> _Recorded information_:
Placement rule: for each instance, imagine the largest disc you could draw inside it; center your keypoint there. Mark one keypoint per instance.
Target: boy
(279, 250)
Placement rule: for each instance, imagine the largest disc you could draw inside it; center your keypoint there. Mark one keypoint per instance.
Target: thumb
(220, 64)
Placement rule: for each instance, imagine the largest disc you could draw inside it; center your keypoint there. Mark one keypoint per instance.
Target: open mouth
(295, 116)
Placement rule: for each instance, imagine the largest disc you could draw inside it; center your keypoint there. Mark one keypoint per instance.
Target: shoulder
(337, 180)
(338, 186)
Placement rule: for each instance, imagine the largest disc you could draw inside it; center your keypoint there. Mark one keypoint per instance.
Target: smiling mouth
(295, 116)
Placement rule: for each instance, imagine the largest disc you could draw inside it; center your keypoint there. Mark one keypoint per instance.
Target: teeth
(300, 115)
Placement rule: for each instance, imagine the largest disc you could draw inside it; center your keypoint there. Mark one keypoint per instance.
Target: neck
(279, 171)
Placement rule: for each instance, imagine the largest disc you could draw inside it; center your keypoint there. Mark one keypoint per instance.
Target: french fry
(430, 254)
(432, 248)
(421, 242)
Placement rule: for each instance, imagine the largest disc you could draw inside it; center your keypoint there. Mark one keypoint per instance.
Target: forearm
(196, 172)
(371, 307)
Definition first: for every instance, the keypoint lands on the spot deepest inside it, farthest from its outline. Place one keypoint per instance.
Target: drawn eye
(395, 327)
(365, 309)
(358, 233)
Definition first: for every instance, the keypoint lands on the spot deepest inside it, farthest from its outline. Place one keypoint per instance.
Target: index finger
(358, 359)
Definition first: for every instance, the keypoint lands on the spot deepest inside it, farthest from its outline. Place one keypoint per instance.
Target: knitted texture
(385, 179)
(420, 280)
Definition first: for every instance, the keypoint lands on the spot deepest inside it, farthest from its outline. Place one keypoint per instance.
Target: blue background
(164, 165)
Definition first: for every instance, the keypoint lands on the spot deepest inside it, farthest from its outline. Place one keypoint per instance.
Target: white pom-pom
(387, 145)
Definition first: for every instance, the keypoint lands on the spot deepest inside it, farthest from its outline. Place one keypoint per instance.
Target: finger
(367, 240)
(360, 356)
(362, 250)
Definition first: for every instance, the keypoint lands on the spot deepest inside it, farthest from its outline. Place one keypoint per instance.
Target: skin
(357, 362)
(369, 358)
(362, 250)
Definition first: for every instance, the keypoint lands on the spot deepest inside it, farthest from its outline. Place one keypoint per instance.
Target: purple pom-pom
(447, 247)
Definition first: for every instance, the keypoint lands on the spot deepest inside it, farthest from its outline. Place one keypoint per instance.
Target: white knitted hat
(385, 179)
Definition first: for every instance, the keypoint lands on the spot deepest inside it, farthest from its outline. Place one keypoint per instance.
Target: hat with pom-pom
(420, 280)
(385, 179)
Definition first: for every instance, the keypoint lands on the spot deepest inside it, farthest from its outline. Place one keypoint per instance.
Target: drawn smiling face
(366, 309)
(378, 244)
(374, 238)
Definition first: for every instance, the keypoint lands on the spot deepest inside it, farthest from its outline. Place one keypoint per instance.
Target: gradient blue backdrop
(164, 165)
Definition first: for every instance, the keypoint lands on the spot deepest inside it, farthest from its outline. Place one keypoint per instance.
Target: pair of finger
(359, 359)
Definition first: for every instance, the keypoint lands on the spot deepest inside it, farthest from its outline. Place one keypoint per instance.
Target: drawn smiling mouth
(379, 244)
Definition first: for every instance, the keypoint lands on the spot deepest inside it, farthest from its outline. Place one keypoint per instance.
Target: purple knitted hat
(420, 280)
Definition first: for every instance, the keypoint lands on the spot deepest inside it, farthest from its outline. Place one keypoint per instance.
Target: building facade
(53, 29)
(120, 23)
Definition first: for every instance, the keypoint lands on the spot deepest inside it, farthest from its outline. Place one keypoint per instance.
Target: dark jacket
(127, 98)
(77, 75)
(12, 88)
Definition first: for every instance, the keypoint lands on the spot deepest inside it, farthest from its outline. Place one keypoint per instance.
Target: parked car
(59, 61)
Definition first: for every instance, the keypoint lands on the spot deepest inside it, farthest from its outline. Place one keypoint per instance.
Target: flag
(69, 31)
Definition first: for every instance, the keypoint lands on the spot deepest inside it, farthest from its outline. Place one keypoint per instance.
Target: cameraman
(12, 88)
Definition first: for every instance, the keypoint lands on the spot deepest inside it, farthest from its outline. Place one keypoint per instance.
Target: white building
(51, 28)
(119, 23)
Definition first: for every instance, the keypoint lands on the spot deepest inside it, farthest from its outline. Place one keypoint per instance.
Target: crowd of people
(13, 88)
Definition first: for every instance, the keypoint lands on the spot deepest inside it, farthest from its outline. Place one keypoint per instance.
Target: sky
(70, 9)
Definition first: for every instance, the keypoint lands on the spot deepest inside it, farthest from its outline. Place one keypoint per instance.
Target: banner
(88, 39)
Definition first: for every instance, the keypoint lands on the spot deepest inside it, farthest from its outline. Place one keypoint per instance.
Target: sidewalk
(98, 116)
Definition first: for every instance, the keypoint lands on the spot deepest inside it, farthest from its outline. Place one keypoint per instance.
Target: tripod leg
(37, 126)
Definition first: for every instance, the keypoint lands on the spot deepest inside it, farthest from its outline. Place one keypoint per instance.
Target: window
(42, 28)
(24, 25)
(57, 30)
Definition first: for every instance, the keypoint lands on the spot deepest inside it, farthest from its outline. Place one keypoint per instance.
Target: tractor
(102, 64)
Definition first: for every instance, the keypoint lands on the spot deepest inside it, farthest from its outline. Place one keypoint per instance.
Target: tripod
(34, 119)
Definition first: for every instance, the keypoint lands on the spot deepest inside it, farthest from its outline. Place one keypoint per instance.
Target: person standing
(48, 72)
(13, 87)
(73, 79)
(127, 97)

> _Assignment_: The response must reproduce the whole listing exactly.

> _Answer_:
Placement rule: for each instance, imagine the largest disc you could draw inside it; center your keypoint there. Mark one keypoint per instance.
Target: boy
(279, 250)
Placement rule: for each instance, imagine the largest disc you could draw inside it; center your keypoint there. Mark one keypoint per instance.
Target: thumb
(220, 64)
Placement rule: for each instance, imagine the largest disc you could draw inside it; center your keypoint there. Mark one keypoint per instance.
Target: open mouth
(295, 116)
Placement rule: for each instance, imagine the largest disc you could draw inside it; center your keypoint there. Mark one keypoint per instance.
Target: shoulder
(337, 180)
(338, 186)
Placement rule: for each instance, imagine the largest disc you could draw inside it; center your keypoint there. Mark one keypoint per instance.
Target: smiling mouth
(295, 116)
Placement rule: for each instance, imagine the largest disc you could draw inside it; center your keypoint there. Mark one keypoint per instance.
Target: teeth
(300, 115)
Placement rule: for each instance, imagine the largest disc you could draw inside it; center your keypoint there. Mark one keypoint per instance.
Target: neck
(279, 171)
Placement rule: for each instance, imagine the largest disc you could draw inside it; center your keypoint there. Mark one keypoint per instance.
Target: french fry
(430, 254)
(432, 248)
(421, 242)
Placement rule: for each instance, imagine the largest disc you could draw inside it; center your keypoint there. Mark one keypoint per instance.
Target: forearm
(196, 172)
(371, 307)
Definition first: for every instance, the keypoint lands on the spot deepest inside it, farthest from its outline. Place one keypoint per instance.
Target: drawn eye
(395, 327)
(365, 309)
(358, 233)
Definition first: for every instance, the keypoint lands on the spot deepest inside it, farthest from its outline. Place one keypoint per instance.
Target: index finger
(358, 359)
Definition first: for every instance, the keypoint lands on the spot deepest inside it, farthest from its outline. Place one keypoint per instance.
Target: knitted texture
(385, 179)
(420, 280)
Definition first: for every instance, the keypoint lands on the spot deepest inside it, farthest from its outline. Place one keypoint per instance.
Target: blue background
(164, 165)
Definition first: for every instance, the keypoint lands on the spot deepest inside it, farthest from its outline. Place one keypoint per instance.
Target: white pom-pom
(387, 145)
Definition first: for every instance, the keypoint lands on the spot deepest inside it, farthest from its outline. Place one keypoint per instance.
Target: finger
(367, 240)
(360, 356)
(362, 250)
Definition first: for every instance, the keypoint lands on the spot deepest inside it, farthest from its outline. Place one keypoint per instance.
Target: skin
(357, 362)
(369, 358)
(362, 250)
Definition first: for every instance, the keypoint lands on the spot deepest inside it, farthest from its outline. Place one keypoint per instance.
Target: purple pom-pom
(447, 247)
Definition first: for every instance, the keypoint lands on the spot deepest inside it, farthest from its outline. Place one keypoint per instance.
Target: white knitted hat
(385, 179)
Definition first: for every instance, the keypoint lands on the spot deepest inside it, farthest from its outline. Place one keypoint per instance.
Target: hat with pom-pom
(420, 280)
(385, 179)
Definition first: for every instance, the keypoint lands on the spot deepest inside it, farthest from its outline. Place one keypoint per instance.
Target: drawn smiling face
(366, 309)
(378, 244)
(374, 238)
Definition first: for every instance, the keypoint lands on the spot deepest inside it, farthest from its outline. Place one keypoint per instance.
Target: gradient blue backdrop
(164, 165)
Definition first: for every instance, the keypoint lands on the spot deepest inside it, farthest from its outline. Place one keypoint per instance.
Target: pair of finger
(359, 359)
Definition first: for every instance, the keypoint lands on the spot deepest inside it, farthest from its outline. Place one keypoint per instance.
Target: drawn smiling mouth
(379, 244)
Definition first: for every instance, the keypoint lands on the spot deepest inside it, farthest from its outline. Place one keypoint per instance.
Target: purple knitted hat
(420, 280)
Definition first: for every instance, the keypoint lands on the spot deepest inside it, farthest from its outline. Place one keypoint per instance.
Target: building facade
(53, 29)
(120, 23)
Definition first: for every instance, the keypoint lands on the spot deepest inside it, farthest from its outline. Place one keypoint per instance.
Target: dark jacket
(127, 98)
(77, 75)
(12, 88)
Definition first: for every instance, the keypoint lands on the spot deepest inside it, farthest from its outline. Place one keypoint per instance.
Target: parked car
(59, 61)
Definition first: for every instance, the keypoint lands on the spot deepest inside it, farthest from its outline. Place one keypoint per instance.
Target: flag
(69, 31)
Definition first: for every instance, the keypoint lands on the spot deepest inside it, farthest from its outline. Place one keypoint per instance.
Target: cameraman
(12, 88)
Definition first: for every instance, the keypoint lands on the spot deepest inside it, farthest from its outline. Place one keypoint per instance.
Target: white building
(51, 28)
(119, 23)
Definition first: for every instance, the keypoint lands on the spot deepest inside it, farthest from its outline. Place one keypoint per instance.
Target: crowd of people
(13, 88)
Definition first: for every instance, the keypoint lands on the spot deepest inside it, farthest from its outline. Place one keypoint per instance.
Target: sky
(70, 9)
Definition first: for every instance, the keypoint lands on the spot deepest inside it, farthest from its outline. Place one keypoint per instance.
Target: banner
(88, 39)
Definition first: for every instance, the keypoint lands on the spot deepest inside it, farthest from its outline. Place one keypoint per instance.
Target: sidewalk
(98, 116)
Definition first: for every instance, the keypoint lands on the spot deepest inside it, farthest from its outline. Place one keypoint per instance.
Target: tripod leg
(37, 126)
Definition first: for every instance, the keypoint lands on the spot deepest inside it, farthest from its outline. Place one keypoint per instance.
Target: window
(42, 28)
(24, 25)
(57, 30)
Definition first: for every instance, the keypoint lands on the spot deepest inside it, farthest from its outline. Place one keypoint per instance.
Target: tractor
(102, 64)
Definition first: for every instance, the keypoint lands on the spot deepest inside it, farthest from its outline. Place one keypoint per instance.
Target: tripod
(34, 119)
Definition first: for every instance, the keypoint lands on the spot deepest inside it, farthest from its outline. Place one keypoint per instance.
Target: person standing
(48, 72)
(13, 87)
(73, 79)
(127, 97)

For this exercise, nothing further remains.